** Opening EXCERPTED DATA block **

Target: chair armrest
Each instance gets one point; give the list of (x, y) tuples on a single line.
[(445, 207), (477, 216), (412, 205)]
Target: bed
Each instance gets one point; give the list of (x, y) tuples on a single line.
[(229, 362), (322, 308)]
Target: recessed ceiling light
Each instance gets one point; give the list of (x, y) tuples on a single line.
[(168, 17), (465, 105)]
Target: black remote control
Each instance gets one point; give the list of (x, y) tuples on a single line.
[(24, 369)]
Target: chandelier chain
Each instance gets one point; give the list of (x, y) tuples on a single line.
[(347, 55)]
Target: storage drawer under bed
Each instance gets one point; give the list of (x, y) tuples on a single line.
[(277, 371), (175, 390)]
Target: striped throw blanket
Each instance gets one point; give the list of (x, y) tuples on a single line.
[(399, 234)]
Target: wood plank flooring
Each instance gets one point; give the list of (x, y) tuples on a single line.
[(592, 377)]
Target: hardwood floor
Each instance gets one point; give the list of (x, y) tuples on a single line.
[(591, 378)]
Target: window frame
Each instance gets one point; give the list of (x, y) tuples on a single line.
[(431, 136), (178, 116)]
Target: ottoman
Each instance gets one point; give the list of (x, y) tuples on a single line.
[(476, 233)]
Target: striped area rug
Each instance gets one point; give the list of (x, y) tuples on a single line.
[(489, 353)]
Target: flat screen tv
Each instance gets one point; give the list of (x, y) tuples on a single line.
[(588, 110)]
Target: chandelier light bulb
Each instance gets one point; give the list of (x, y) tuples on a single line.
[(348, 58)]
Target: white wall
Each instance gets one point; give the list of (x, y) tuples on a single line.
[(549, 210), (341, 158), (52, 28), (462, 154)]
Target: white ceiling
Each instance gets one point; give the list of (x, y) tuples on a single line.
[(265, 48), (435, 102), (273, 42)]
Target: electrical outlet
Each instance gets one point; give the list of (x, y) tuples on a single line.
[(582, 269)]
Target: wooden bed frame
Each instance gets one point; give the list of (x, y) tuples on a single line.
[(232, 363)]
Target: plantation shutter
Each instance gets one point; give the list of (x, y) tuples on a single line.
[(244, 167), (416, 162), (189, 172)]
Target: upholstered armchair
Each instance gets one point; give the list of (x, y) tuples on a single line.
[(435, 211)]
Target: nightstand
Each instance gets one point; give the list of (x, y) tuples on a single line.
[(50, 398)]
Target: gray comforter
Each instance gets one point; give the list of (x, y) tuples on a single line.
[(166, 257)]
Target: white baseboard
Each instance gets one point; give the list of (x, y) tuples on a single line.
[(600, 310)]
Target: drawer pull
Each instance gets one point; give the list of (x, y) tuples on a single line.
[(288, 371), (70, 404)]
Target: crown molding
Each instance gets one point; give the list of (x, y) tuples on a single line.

** Closing EXCERPTED DATA block **

(WORK TO BE COMPLETED)
Every line from the one with "Target: nightstand" to the end of the records above should be returned exactly, and no other lines.

(RESPONSE TO THE TASK)
Target: nightstand
Each instance gets one point; give the list of (x, y) tuples on a single line.
[(50, 398)]
Target: gray comforter
Each instance gets one point; give the list of (x, y) tuples on a single line.
[(166, 257)]
Target: white baseboard
Each instance gets one point; give the list of (x, y) tuples on a single line.
[(600, 310)]
Target: drawer pull
Each instance gets one point; give the list of (x, y) tuples on a single line.
[(288, 371), (70, 404)]
Target: crown molding
Each instance gets one point; give the list of (x, y) tuples on a single line.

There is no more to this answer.